┌─ DATA SHOWN
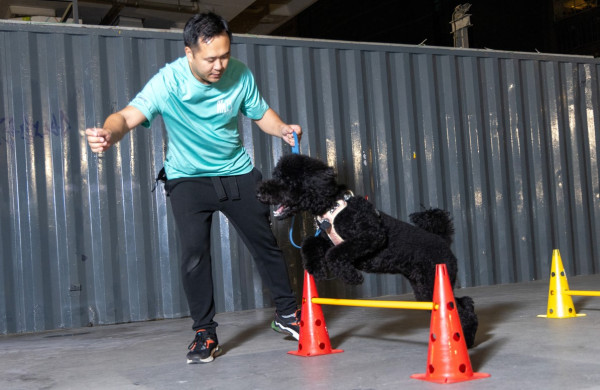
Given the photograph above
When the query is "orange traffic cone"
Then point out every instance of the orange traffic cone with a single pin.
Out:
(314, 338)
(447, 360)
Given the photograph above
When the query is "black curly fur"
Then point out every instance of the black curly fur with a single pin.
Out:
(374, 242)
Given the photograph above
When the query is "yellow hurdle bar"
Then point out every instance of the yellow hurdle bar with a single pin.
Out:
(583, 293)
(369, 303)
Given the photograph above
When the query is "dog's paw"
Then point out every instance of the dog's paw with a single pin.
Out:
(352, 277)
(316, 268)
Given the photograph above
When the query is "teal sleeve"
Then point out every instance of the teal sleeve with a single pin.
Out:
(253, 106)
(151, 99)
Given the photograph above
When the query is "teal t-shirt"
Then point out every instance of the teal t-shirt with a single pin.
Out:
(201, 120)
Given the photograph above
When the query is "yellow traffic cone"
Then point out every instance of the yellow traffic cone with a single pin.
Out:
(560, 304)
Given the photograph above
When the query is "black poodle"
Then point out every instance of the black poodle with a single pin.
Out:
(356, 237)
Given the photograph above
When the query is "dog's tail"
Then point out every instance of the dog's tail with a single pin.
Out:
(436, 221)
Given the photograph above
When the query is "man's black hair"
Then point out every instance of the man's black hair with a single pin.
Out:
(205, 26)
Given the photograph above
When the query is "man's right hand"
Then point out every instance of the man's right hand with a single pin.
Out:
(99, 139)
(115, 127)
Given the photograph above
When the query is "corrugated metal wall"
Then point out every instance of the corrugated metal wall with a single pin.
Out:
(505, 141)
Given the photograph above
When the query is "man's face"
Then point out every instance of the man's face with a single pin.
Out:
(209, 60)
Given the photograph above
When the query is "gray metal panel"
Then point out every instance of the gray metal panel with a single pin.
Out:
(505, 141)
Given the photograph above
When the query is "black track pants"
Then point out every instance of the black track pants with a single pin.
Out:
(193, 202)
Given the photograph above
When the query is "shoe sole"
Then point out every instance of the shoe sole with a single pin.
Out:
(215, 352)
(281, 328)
└─
● GOAL
Gather every line of the records above that contains the word "hurdle", treating uppercase and lowercase as different.

● CORRECT OUTPUT
When the query is "yellow hurdle bar"
Then point out every instance of the yellow hurdle bar with a single pin.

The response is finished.